_What the task asks:_ When you come to a picture, pass over it, and set down the entries below exactly.

_Entries provided:_
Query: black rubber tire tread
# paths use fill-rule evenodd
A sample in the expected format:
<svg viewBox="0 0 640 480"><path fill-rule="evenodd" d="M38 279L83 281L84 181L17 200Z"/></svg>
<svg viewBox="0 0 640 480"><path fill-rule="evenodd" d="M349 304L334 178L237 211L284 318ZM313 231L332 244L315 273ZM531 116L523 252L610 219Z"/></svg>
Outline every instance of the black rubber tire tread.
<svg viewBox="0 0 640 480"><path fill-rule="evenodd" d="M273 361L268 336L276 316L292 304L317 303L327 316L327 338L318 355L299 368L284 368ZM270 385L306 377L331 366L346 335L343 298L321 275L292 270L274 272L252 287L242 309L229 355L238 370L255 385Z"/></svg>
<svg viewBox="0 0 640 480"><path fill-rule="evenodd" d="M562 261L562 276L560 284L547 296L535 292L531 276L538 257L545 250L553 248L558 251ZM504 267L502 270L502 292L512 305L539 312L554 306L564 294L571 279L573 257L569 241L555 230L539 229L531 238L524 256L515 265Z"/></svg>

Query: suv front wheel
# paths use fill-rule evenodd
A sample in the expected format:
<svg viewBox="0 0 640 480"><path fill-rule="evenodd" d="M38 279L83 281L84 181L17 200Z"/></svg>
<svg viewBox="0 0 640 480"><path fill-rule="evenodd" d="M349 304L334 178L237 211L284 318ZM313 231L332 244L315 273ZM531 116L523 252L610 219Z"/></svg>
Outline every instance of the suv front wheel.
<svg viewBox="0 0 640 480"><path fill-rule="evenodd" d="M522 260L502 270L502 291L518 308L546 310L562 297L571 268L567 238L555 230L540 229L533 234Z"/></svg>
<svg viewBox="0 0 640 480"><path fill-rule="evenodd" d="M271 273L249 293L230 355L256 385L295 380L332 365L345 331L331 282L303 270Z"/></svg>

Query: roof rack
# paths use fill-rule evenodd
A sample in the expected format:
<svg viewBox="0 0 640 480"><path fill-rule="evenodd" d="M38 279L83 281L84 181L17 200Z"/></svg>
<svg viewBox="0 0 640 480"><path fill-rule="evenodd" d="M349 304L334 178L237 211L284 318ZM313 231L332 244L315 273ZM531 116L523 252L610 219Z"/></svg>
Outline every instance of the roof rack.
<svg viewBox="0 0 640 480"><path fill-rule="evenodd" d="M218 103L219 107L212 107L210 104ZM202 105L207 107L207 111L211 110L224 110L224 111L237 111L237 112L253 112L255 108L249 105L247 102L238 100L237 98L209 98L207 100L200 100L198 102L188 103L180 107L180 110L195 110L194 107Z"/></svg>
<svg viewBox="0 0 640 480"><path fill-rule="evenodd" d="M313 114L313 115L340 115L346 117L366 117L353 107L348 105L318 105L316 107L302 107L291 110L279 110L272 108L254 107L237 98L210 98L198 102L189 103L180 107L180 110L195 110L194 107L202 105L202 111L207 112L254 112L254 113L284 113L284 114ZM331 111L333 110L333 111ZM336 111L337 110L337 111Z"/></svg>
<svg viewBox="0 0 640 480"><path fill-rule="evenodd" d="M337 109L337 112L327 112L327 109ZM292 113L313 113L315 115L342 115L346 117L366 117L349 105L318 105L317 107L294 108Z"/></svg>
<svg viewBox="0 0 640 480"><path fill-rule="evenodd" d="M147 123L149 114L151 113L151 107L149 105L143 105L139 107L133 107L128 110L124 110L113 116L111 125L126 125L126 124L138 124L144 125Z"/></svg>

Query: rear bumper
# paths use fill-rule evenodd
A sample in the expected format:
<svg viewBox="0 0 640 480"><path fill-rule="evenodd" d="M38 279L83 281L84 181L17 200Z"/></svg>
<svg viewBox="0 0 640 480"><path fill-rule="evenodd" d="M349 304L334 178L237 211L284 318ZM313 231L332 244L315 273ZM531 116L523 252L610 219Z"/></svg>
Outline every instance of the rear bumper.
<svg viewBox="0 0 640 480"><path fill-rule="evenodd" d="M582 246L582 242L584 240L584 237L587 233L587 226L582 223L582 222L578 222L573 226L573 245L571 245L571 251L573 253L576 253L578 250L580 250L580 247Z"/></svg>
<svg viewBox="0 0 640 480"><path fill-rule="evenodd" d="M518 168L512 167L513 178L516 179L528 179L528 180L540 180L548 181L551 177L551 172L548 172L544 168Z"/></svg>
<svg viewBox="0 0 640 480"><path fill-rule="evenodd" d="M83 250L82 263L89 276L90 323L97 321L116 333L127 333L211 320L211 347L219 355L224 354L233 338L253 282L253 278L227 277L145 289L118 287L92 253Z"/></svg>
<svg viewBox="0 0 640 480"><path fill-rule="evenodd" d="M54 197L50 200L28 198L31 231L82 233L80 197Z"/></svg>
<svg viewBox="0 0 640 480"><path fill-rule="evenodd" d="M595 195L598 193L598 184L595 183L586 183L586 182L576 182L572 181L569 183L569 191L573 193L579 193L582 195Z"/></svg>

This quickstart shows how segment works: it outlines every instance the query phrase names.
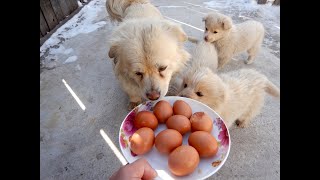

_Task response:_
Query: black rubber tire tread
# paths use fill-rule evenodd
A sample in the expected format:
<svg viewBox="0 0 640 480"><path fill-rule="evenodd" d="M38 279L83 281L84 181L17 200Z"/></svg>
<svg viewBox="0 0 640 480"><path fill-rule="evenodd" d="M349 304L334 178L237 211L284 318ZM313 231L332 244L315 273ZM531 116L523 252L610 219Z"/></svg>
Outline every instance of the black rubber tire tread.
<svg viewBox="0 0 640 480"><path fill-rule="evenodd" d="M273 361L268 336L276 316L292 304L317 303L327 316L327 338L318 355L299 368L284 368ZM270 385L306 377L331 366L346 335L343 298L321 275L292 270L274 272L252 287L242 309L229 355L238 370L255 385Z"/></svg>
<svg viewBox="0 0 640 480"><path fill-rule="evenodd" d="M562 261L562 276L560 284L547 296L535 292L531 276L538 257L545 250L553 248L558 251ZM504 267L502 270L502 292L512 305L539 312L554 306L564 294L571 279L573 257L569 241L555 230L539 229L531 238L524 256L515 265Z"/></svg>

Query: suv front wheel
# paths use fill-rule evenodd
A sample in the expected format:
<svg viewBox="0 0 640 480"><path fill-rule="evenodd" d="M38 279L83 281L84 181L17 200Z"/></svg>
<svg viewBox="0 0 640 480"><path fill-rule="evenodd" d="M349 304L334 178L237 211L284 318ZM313 231L332 244L315 273ZM531 116L523 252L610 219Z"/></svg>
Outline every instance of the suv front wheel.
<svg viewBox="0 0 640 480"><path fill-rule="evenodd" d="M522 260L502 270L502 291L518 308L546 310L562 297L571 268L567 238L555 230L540 229L533 234Z"/></svg>
<svg viewBox="0 0 640 480"><path fill-rule="evenodd" d="M271 273L249 293L230 355L256 385L295 380L332 365L345 331L331 282L303 270Z"/></svg>

Query: roof rack
# paths use fill-rule evenodd
A sample in the expected format:
<svg viewBox="0 0 640 480"><path fill-rule="evenodd" d="M38 279L83 281L84 181L17 200Z"/></svg>
<svg viewBox="0 0 640 480"><path fill-rule="evenodd" d="M349 304L334 178L237 211L284 318ZM313 231L332 244L315 273ZM531 116L523 252L610 219Z"/></svg>
Outline every instance of the roof rack.
<svg viewBox="0 0 640 480"><path fill-rule="evenodd" d="M218 103L219 107L212 107L210 104ZM202 105L207 107L207 111L211 110L224 110L224 111L237 111L237 112L253 112L255 108L249 105L247 102L238 100L237 98L209 98L207 100L200 100L198 102L188 103L180 107L180 110L195 110L194 107Z"/></svg>
<svg viewBox="0 0 640 480"><path fill-rule="evenodd" d="M313 114L313 115L340 115L346 117L366 117L353 107L348 105L318 105L316 107L302 107L291 110L279 110L272 108L254 107L237 98L210 98L198 102L189 103L180 107L180 110L195 110L194 107L202 105L202 111L207 112L254 112L254 113L284 113L284 114ZM331 111L333 110L333 111ZM336 111L337 110L337 111Z"/></svg>
<svg viewBox="0 0 640 480"><path fill-rule="evenodd" d="M337 109L337 112L327 112L327 109ZM292 113L313 113L315 115L342 115L346 117L366 117L349 105L318 105L317 107L294 108Z"/></svg>
<svg viewBox="0 0 640 480"><path fill-rule="evenodd" d="M147 123L149 114L151 113L151 107L149 105L143 105L139 107L133 107L128 110L124 110L113 116L111 125L126 125L126 124L138 124L144 125Z"/></svg>

Query: rear bumper
# paths use fill-rule evenodd
A sample in the expected format:
<svg viewBox="0 0 640 480"><path fill-rule="evenodd" d="M38 279L83 281L84 181L17 200Z"/></svg>
<svg viewBox="0 0 640 480"><path fill-rule="evenodd" d="M349 304L334 178L237 211L284 318ZM313 231L332 244L315 273ZM531 116L523 252L610 219Z"/></svg>
Outline every instance of the rear bumper.
<svg viewBox="0 0 640 480"><path fill-rule="evenodd" d="M582 246L582 242L584 240L584 237L587 233L587 226L582 223L582 222L578 222L573 226L573 245L571 245L571 251L573 253L576 253L578 250L580 250L580 247Z"/></svg>
<svg viewBox="0 0 640 480"><path fill-rule="evenodd" d="M518 168L512 167L513 178L516 179L528 179L528 180L540 180L548 181L551 177L551 172L548 172L544 168Z"/></svg>
<svg viewBox="0 0 640 480"><path fill-rule="evenodd" d="M83 250L82 263L89 276L90 323L97 321L116 333L127 333L211 320L211 347L219 355L224 354L233 338L253 282L253 278L227 277L145 289L118 287L92 253Z"/></svg>
<svg viewBox="0 0 640 480"><path fill-rule="evenodd" d="M54 197L50 200L28 198L31 231L82 233L80 197Z"/></svg>
<svg viewBox="0 0 640 480"><path fill-rule="evenodd" d="M595 195L598 193L598 184L595 183L586 183L586 182L576 182L572 181L569 183L569 191L573 193L579 193L582 195Z"/></svg>

This quickstart shows how segment works: it outlines every instance the query phrase names.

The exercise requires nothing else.